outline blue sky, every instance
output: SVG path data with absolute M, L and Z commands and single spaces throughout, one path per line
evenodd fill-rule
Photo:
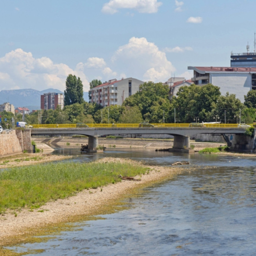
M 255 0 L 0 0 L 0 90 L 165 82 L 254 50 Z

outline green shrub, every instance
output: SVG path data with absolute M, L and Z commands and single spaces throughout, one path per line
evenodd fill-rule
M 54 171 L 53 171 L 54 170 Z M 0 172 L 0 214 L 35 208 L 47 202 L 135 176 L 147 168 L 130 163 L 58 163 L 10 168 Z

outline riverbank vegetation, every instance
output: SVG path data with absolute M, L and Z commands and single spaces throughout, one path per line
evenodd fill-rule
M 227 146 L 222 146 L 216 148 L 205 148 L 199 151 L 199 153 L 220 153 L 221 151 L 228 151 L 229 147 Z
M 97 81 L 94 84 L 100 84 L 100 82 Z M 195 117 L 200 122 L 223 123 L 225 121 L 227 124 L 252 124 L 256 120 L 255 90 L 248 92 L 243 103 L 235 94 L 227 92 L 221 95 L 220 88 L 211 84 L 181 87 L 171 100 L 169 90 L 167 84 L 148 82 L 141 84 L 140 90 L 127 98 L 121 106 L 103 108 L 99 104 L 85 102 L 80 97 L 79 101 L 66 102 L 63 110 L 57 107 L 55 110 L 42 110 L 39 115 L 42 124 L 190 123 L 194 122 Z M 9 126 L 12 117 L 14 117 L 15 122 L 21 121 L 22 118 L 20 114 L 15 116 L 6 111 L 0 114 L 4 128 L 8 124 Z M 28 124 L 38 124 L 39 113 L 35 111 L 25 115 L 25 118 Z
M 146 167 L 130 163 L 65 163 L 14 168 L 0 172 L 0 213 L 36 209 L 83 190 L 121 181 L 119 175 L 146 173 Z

########

■ **Task objective**:
Substitute "trace" for every "outline" and write all the records out again with nothing else changed. Leave the pictures out.

■ **Finished exercise**:
trace blue sky, every instance
output: SVG path data with absolute M, L and Z commands and single spaces throughout, one path per line
evenodd fill-rule
Photo:
M 255 0 L 0 0 L 0 90 L 165 82 L 254 50 Z

trace green shrub, every instance
output: SVG path data with absolute M, L and Z commands and single spaces throughout, one path per line
evenodd fill-rule
M 54 171 L 53 171 L 54 170 Z M 0 172 L 0 214 L 35 208 L 47 202 L 135 176 L 147 168 L 130 163 L 58 163 L 10 168 Z

trace riverbank vegetation, every instance
output: SVG path data with absolute M, L and Z commands and single spaces throughout, one path per line
evenodd fill-rule
M 227 146 L 222 146 L 216 148 L 205 148 L 199 151 L 199 153 L 220 153 L 221 151 L 228 151 L 229 147 Z
M 97 81 L 94 84 L 100 84 L 100 82 Z M 195 117 L 200 122 L 223 123 L 225 121 L 227 124 L 252 124 L 256 120 L 255 90 L 248 92 L 243 103 L 235 94 L 227 92 L 221 95 L 220 88 L 211 84 L 181 87 L 171 100 L 169 90 L 167 84 L 148 82 L 141 84 L 140 90 L 127 98 L 121 106 L 103 108 L 99 104 L 85 102 L 80 97 L 79 101 L 66 102 L 63 110 L 57 107 L 55 110 L 42 110 L 39 115 L 42 124 L 190 123 L 194 122 Z M 9 126 L 12 117 L 14 117 L 15 122 L 21 121 L 22 118 L 20 114 L 15 116 L 6 111 L 0 114 L 4 128 L 8 124 Z M 28 124 L 38 124 L 39 113 L 35 111 L 25 115 L 25 118 Z
M 146 167 L 130 163 L 65 163 L 14 168 L 0 172 L 0 213 L 36 209 L 83 190 L 121 181 L 119 175 L 146 173 Z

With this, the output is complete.